EXERCISES TO COMPLETE —
1) Answer these questions from the FDA labeling text:
(a) Under the proposed rule, what is the added sugar limit for grain and dairy products?
(b) Which food generally recognized as healthy does the food industry say would be labeled unhealthy?
(c) Which country uses the warning system that some groups want the FDA to adopt?
2) Transcribe the part of the FDA labeling text between "The FDA rules" and "doesn’t consider this.", inclusive.

SELECTED TEXT —
--- START ---

The food industry responded with outrage, arguing that the new rules meant no product could receive the health label. Additionally, they charged that anything that did obtain the certification would be inedible.
The food industry is particularly upset about the added sugar limit, claiming it’s draconian. Stakeholders added that science doesn’t support the caps on salt and saturated fats. They added it would result in many foods generally recognized as healthy, such as cottage cheese, being labeled as unhealthy.
In addition, the proposed rules would force food brands to avoid using some highly nutritious foods in their products.
The rule for added sugar would limit healthy foods to 2.5 grams for grain and dairy products, and 0 grams for anything else.
The FDA rules don’t seem to follow the science
Two recent meta-analyses of all published studies concluded that replacing saturated fat with polyunsaturated fat or carbohydrates didn’t affect all-cause mortality, deaths due to cardiovascular disease, or the incidence of nonfatal heart attacks.
As a result, researchers have largely abandoned the “all saturated fats are bad” hypothesis and embraced the “good fats, bad fats” theory. Nevertheless, some question the advantages of n-6 polyunsaturated fats since their consumption seems to promote the development of diabetes. But, the proposed FDA food labeling doesn’t consider this.
Researchers debunked most claims about the harmful health effects of salt years ago. Studies have shown that salt consumption doesn’t influence blood pressure. Reducing salt intake doesn’t reduce the risk of heart attacks, stroke, or overall mortality. Some studies even found that low-salt diets increased the risk of overall mortality. The FDA’s proposed labeling rules fail to reflect these findings.
The FDA’s proposed labeling rules about added sugar also don’t reflect the science. Right now, the evidence regarding the effects of added sugar on any health measure remains inconsistent.
For example, scientists agree that added sugars can promote dental issues in children, and drinking sweetened beverages can promote weight gain. However, recent studies have been unable to find a link between added sugars and cardiovascular disease. One study found that people who ate nutritious foods with added sugar lived longer than those who avoided added sugar. The FDA’s proposed labeling rules don’t acknowledge the debate about the effects of added sugar.
Others claim the Human Foods Program isn’t enough
In contrast, the Center for Science in the Public Interest, the Association of SNAP Nutrition Education Administrators, the Association of State Public Health Nutritionists, and the American Heart Association pushed for an even more draconian food labeling system. These groups want the FDA to institute a graphic “warning system” like the one used in Chile, where any single serving of food that exceeds specific calorie, saturated fat, sodium, and added sugar content must put a sizeable black “STOP” sign on the front of the package to scare consumers away.
“While the FDA’s proposed definition of ‘healthy’ is an improvement, the term is best understood as a marketing claim, and a voluntary one at that,” CSPI senior policy scientist Eva Greenthal explained. “Companies are already skilled at marketing the purported health benefits of their products. But what about the information they don’t want you to know? FDA should focus on mandatory measures to ensure companies highlight both the nutritional benefits and drawbacks of their products.”
FDA officials have conceded that labeling some foods as healthy is unlikely to affect the choices of most consumers. But the agency has, at least so far, rejected the idea of putting graphic warnings on foods it deems unhealthy.

--- END ---

EXCERPTED RECORDS —
--- START ---

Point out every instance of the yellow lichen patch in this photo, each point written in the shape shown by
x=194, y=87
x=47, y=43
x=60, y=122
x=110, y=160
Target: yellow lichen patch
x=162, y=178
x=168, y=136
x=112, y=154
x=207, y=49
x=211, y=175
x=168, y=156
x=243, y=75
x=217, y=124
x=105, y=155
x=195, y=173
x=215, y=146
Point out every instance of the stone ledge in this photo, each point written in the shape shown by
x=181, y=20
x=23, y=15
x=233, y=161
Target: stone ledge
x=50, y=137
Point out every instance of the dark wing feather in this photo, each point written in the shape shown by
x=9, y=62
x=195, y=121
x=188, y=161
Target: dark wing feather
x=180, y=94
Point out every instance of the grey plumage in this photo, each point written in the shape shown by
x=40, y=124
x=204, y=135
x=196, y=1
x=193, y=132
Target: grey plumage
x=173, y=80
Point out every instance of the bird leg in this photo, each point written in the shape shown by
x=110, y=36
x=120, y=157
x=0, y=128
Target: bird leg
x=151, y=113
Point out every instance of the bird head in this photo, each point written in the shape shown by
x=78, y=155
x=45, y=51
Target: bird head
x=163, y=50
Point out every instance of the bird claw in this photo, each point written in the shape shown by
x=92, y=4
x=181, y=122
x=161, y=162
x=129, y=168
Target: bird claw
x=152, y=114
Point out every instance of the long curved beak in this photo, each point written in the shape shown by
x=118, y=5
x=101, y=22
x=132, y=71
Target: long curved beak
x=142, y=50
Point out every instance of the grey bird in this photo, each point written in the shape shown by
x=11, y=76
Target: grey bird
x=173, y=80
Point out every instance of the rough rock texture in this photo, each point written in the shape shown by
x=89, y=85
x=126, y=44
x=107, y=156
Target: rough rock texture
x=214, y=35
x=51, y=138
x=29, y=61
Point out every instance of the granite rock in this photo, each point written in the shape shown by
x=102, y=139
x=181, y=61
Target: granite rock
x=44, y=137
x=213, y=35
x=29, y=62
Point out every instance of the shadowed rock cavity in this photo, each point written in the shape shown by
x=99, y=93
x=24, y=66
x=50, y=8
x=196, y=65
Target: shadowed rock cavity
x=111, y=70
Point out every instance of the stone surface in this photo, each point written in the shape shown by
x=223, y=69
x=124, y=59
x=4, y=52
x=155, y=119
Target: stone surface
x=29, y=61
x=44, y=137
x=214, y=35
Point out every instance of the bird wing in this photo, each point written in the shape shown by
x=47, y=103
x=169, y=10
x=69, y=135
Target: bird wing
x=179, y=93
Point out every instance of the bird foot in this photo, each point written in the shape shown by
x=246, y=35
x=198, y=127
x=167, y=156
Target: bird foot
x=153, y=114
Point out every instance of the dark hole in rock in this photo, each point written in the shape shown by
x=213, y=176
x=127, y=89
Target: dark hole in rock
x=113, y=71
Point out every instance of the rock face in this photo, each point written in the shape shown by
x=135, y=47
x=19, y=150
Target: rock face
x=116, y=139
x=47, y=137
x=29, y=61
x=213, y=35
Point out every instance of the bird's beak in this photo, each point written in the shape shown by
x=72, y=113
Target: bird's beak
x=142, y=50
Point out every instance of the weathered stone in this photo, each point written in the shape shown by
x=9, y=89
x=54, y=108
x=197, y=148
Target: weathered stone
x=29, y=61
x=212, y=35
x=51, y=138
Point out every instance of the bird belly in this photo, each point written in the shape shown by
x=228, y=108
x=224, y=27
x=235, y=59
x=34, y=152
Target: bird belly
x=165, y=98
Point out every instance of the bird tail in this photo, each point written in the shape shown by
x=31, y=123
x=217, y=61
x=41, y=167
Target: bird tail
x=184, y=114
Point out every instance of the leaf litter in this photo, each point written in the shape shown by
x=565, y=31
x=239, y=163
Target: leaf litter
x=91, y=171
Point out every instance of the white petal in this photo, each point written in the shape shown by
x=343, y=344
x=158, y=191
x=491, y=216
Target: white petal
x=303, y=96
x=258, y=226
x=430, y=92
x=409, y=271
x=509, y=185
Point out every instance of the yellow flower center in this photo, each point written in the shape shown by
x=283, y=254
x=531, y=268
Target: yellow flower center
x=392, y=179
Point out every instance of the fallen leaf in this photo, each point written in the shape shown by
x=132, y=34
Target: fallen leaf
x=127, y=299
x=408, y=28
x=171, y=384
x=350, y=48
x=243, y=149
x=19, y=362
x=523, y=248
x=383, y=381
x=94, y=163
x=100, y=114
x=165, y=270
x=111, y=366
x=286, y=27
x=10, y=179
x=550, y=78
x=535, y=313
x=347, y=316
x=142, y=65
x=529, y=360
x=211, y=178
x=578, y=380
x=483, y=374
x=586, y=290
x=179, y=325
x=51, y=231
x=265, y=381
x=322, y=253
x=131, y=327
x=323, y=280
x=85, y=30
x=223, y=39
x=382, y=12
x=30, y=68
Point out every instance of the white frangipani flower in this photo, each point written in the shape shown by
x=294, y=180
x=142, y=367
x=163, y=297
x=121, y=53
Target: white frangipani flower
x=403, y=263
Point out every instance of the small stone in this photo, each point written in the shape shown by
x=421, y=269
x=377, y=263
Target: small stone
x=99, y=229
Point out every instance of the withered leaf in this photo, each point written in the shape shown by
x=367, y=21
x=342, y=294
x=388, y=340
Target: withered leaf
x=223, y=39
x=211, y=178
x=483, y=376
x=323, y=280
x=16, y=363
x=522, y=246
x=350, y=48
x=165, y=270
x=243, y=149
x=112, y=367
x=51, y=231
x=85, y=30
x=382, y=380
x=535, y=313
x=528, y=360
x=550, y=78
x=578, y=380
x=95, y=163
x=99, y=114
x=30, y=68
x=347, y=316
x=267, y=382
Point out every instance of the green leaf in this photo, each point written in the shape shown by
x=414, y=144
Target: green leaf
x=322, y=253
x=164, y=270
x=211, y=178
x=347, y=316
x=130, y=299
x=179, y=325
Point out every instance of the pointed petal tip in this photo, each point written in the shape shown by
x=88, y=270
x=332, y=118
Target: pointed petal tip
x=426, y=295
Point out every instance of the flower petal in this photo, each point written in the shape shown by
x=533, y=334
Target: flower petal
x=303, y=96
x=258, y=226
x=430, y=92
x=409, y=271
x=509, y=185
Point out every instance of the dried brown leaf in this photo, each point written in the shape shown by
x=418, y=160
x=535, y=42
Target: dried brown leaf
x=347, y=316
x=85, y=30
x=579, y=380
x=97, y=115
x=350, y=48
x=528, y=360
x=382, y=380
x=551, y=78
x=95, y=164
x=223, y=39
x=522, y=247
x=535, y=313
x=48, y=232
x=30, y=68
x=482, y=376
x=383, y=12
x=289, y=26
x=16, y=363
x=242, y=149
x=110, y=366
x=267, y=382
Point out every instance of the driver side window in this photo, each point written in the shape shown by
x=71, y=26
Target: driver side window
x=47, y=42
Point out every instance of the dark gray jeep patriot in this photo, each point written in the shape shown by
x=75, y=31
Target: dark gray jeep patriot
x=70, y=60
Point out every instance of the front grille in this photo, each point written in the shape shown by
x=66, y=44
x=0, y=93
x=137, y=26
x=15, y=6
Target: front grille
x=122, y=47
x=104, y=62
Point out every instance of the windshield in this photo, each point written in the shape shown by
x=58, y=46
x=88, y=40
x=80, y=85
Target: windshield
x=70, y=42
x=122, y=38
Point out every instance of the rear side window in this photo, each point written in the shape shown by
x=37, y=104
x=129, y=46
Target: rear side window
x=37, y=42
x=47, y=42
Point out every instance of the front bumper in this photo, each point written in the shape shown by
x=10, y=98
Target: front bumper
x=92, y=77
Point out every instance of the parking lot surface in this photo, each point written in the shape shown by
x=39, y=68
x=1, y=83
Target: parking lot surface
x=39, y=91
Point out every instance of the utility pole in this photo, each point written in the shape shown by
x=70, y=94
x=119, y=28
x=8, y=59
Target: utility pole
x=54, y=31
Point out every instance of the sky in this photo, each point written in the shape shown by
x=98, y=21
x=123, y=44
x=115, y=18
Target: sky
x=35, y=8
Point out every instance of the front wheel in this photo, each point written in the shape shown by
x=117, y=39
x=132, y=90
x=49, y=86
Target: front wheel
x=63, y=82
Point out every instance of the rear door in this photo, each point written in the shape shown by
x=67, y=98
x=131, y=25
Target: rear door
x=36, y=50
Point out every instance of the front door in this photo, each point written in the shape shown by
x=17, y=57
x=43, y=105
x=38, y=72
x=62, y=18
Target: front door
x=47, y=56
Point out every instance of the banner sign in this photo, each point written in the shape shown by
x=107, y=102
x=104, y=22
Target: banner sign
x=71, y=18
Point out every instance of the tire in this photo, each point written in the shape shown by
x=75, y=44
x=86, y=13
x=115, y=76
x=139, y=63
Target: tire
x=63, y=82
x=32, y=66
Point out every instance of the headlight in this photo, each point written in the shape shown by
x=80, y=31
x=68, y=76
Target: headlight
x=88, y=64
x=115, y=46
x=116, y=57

--- END ---

EXPECTED RESPONSES —
1)
(a) 2.5 grams
(b) Cottage cheese
(c) Chile

2)
The FDA rules don’t seem to follow the science
Two recent meta-analyses of all published studies concluded that replacing saturated fat with polyunsaturated fat or carbohydrates didn’t affect all-cause mortality, deaths due to cardiovascular disease, or the incidence of nonfatal heart attacks.
As a result, researchers have largely abandoned the “all saturated fats are bad” hypothesis and embraced the “good fats, bad fats” theory. Nevertheless, some question the advantages of n-6 polyunsaturated fats since their consumption seems to promote the development of diabetes. But, the proposed FDA food labeling doesn’t consider this.